_What to produce:_ Reply with each record repeated exactly.

Data entries
◆ ◆ ◆
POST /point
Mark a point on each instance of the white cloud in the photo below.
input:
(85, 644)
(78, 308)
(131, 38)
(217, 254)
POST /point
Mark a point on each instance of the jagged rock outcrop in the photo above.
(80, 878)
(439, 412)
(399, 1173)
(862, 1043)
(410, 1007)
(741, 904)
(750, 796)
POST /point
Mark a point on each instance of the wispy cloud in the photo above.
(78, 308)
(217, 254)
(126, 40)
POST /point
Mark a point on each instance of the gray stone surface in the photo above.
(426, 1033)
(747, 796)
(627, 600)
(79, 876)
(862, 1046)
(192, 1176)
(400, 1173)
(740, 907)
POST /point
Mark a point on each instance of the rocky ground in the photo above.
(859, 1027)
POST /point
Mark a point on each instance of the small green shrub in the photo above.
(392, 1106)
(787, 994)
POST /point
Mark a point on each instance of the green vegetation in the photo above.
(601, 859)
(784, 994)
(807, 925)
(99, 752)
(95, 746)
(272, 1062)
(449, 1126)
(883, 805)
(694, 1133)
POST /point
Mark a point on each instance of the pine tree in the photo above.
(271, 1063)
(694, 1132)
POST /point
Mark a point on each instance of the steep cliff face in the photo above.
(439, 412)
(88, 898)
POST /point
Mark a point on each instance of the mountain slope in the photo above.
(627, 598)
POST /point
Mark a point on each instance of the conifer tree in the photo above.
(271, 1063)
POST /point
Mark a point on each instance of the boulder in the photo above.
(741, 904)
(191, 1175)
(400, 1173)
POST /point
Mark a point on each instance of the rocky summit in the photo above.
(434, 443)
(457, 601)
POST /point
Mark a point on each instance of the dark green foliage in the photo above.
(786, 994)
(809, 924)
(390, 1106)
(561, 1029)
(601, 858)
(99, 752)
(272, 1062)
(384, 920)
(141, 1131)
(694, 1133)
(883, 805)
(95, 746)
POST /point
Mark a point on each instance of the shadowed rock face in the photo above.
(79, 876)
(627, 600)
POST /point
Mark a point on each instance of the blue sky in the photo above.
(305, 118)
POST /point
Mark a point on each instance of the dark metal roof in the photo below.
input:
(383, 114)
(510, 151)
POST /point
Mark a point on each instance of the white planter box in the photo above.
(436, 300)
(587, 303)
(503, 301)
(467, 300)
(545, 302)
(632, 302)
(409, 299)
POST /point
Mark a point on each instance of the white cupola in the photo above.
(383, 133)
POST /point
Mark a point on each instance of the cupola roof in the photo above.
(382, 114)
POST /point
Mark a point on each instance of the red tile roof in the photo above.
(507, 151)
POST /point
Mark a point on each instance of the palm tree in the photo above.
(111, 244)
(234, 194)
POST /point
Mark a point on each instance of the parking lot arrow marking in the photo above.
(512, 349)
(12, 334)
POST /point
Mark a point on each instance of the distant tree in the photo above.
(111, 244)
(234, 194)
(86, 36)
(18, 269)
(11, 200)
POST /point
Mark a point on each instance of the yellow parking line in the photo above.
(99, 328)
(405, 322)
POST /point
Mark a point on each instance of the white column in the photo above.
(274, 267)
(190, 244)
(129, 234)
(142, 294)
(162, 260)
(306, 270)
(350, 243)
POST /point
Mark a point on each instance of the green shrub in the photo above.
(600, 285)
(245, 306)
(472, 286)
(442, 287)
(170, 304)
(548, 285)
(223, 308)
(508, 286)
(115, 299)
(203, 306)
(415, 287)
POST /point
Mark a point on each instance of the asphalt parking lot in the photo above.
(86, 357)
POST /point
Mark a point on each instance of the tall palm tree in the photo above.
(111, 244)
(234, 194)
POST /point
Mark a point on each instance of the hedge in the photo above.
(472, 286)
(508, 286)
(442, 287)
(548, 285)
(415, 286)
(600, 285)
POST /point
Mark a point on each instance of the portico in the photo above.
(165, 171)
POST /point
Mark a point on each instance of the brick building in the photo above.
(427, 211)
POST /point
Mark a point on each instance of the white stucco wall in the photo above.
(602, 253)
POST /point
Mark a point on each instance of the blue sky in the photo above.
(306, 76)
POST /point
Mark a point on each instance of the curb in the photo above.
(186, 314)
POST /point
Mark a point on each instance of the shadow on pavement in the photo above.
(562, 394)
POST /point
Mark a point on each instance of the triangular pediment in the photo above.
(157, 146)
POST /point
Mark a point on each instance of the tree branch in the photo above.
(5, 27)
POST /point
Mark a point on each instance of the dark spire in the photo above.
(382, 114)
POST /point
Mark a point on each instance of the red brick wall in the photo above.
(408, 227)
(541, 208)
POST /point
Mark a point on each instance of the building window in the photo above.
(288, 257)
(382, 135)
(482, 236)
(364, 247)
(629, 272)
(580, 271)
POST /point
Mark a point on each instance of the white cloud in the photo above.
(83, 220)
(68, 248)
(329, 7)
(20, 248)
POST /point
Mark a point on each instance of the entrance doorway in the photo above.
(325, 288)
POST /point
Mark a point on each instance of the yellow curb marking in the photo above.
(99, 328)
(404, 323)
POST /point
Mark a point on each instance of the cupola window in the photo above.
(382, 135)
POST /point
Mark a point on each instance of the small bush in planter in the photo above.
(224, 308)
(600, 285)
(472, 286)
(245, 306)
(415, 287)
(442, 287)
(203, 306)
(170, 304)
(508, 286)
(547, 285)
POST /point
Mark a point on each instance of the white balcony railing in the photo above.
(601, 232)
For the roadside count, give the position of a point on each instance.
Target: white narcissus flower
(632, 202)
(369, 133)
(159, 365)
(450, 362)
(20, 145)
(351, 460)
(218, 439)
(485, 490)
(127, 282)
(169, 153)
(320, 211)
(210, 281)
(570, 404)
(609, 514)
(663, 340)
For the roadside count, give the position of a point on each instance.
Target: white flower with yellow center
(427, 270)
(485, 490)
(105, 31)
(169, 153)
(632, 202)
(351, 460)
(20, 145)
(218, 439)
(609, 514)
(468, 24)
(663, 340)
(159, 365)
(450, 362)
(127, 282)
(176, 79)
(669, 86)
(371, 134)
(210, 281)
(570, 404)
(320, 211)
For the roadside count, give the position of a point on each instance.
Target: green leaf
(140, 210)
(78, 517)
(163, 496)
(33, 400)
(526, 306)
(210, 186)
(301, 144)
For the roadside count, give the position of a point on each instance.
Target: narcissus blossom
◆ ◆ ◆
_Exercise output:_
POST /point
Mark a point on each instance of the white cloud in the photo below.
input:
(85, 644)
(78, 308)
(131, 38)
(217, 254)
POST /point
Mark a point on each instance of the jagged rock outcrop in the photo above.
(80, 878)
(439, 412)
(399, 1173)
(862, 1043)
(410, 1007)
(741, 904)
(750, 796)
POST /point
Mark a point on each instance of the wispy cloud in the photo above.
(78, 308)
(217, 254)
(126, 40)
POST /point
Mark a point on each instance of the gray stone surface in the photo above.
(426, 1033)
(747, 796)
(627, 600)
(79, 876)
(862, 1046)
(192, 1176)
(400, 1173)
(740, 907)
POST /point
Mark a point on each instance of the rocky ground in the photo above.
(859, 1027)
POST /point
Mark a point on each instance of the small green shrub in the photo above.
(392, 1106)
(787, 994)
POST /point
Mark a point on each instance of the green vegetation in the photo above.
(601, 859)
(784, 994)
(807, 925)
(99, 752)
(95, 746)
(272, 1062)
(449, 1126)
(883, 805)
(694, 1133)
POST /point
Mark a point on each instance of the pine tree in the photo above.
(271, 1063)
(694, 1132)
POST /point
Mark a point on each instance of the steep cliff face in the photo above.
(439, 412)
(88, 898)
POST /point
Mark a point on each instance of the mountain slope in the photo above.
(627, 598)
POST /point
Mark a point on each instance of the conifer tree in the photo above.
(271, 1063)
POST /point
Mark a point on each instance of the boulder in the photo above.
(741, 904)
(191, 1175)
(400, 1173)
POST /point
Mark a point on each instance of the rocky summit in the photo above.
(434, 443)
(457, 601)
POST /point
Mark a point on each instance of the dark green foliage in the photo above.
(786, 994)
(809, 924)
(390, 1106)
(561, 1029)
(601, 858)
(99, 752)
(272, 1062)
(384, 920)
(141, 1131)
(694, 1133)
(883, 805)
(95, 746)
POST /point
Mark a point on each instance of the shadowed rock face in the photo above.
(79, 876)
(627, 600)
POST /point
Mark a point on each instance of the blue sky in the photo above.
(305, 118)
POST /point
Mark a point on each instance of the dark metal roof in the photo below.
input:
(383, 114)
(510, 151)
POST /point
Mark a point on each instance of the white planter box in the photo above.
(436, 300)
(587, 303)
(503, 301)
(467, 300)
(545, 302)
(632, 302)
(409, 299)
POST /point
Mark a point on each instance of the white cupola in the photo above.
(383, 133)
POST /point
Mark a point on each instance of the cupola roof in the photo above.
(382, 114)
POST /point
Mark a point on each instance of the red tile roof in the photo above.
(507, 151)
POST /point
Mark a point on each instance of the palm tree in the photo above.
(111, 244)
(234, 194)
POST /point
Mark a point on each instance of the parking lot arrow marking in the photo above.
(512, 349)
(12, 334)
POST /point
Mark a point on each instance of the distant tree in the photo above.
(111, 244)
(234, 194)
(86, 36)
(18, 269)
(11, 200)
POST /point
Mark a point on each instance of the yellow parking line in the photo above.
(99, 328)
(405, 322)
POST /point
Mark a point on each instance of the white column in the photo above.
(274, 267)
(190, 244)
(129, 234)
(142, 294)
(162, 260)
(306, 270)
(350, 243)
POST /point
Mark a point on each instance of the green shrub in the photo above.
(600, 285)
(245, 306)
(472, 286)
(442, 287)
(170, 304)
(548, 285)
(223, 308)
(508, 286)
(115, 299)
(203, 306)
(415, 287)
POST /point
Mark a point on each instance of the asphalt parking lot in the photo above.
(86, 357)
POST /point
Mark a point on each instance of the tall palm tree in the photo above.
(111, 244)
(234, 194)
POST /point
Mark a point on each instance of the hedge in the photo above.
(472, 286)
(508, 286)
(442, 287)
(548, 285)
(415, 286)
(600, 285)
POST /point
Mark a point on each instance of the portico in the photo above.
(165, 171)
POST /point
Mark a point on each instance of the brick building in the photo above.
(427, 211)
POST /point
Mark a point on each instance of the white stucco wall in the photo above.
(602, 253)
POST /point
Mark a point on each instance of the blue sky in the photo above.
(306, 76)
POST /point
Mark a point on each instance of the curb in the photo above.
(186, 314)
POST /point
Mark a point on each instance of the shadow on pavement in the photo above.
(562, 394)
POST /point
Mark a point on each instance of the triangular pediment in the photo above.
(157, 146)
POST /point
Mark a point on each instance of the tree branch in the photo above.
(5, 27)
POST /point
Mark a point on each instance of the dark spire in the photo above.
(382, 114)
POST /point
Mark a point on each instance of the red brick wall in the photo above.
(408, 227)
(541, 208)
POST /point
Mark a point on each instance of the building window in the photo above.
(288, 257)
(382, 135)
(482, 236)
(364, 247)
(629, 272)
(580, 271)
POST /point
Mark a point on each instance of the white cloud in the photo above.
(83, 220)
(68, 248)
(329, 7)
(20, 248)
POST /point
Mark a point on each instance of the entrance doorway in the photo above.
(325, 288)
POST /point
Mark a point on each instance of the yellow curb marking in the photo above.
(99, 328)
(404, 323)
POST /point
Mark a point on each instance of the cupola window in the photo above.
(382, 135)
POST /point
Mark a point on each instance of the small bush in planter in the photo above.
(224, 308)
(600, 285)
(472, 286)
(245, 306)
(415, 287)
(442, 287)
(203, 306)
(170, 304)
(508, 286)
(547, 285)
POST /point
Mark a point on each instance of the white balcony railing in the photo above.
(601, 232)
For the roadside count, give the position of a point on each instance.
Target: white narcissus flower
(632, 202)
(369, 133)
(159, 365)
(450, 362)
(20, 145)
(351, 460)
(218, 439)
(485, 490)
(127, 282)
(169, 153)
(320, 211)
(210, 281)
(570, 404)
(609, 514)
(663, 340)
For the roadside count, give the position of a point on each instance.
Target: white flower with yellow center
(427, 270)
(485, 490)
(105, 31)
(169, 153)
(632, 202)
(351, 460)
(20, 145)
(218, 439)
(609, 514)
(468, 24)
(663, 340)
(159, 365)
(450, 362)
(127, 282)
(176, 79)
(669, 86)
(371, 134)
(210, 281)
(570, 404)
(320, 211)
For the roadside count, give the position of a point on each instance.
Target: green leaf
(140, 210)
(78, 517)
(163, 496)
(33, 400)
(526, 306)
(210, 186)
(301, 144)
For the roadside count, give the position of a point on each instance.
Target: narcissus blossom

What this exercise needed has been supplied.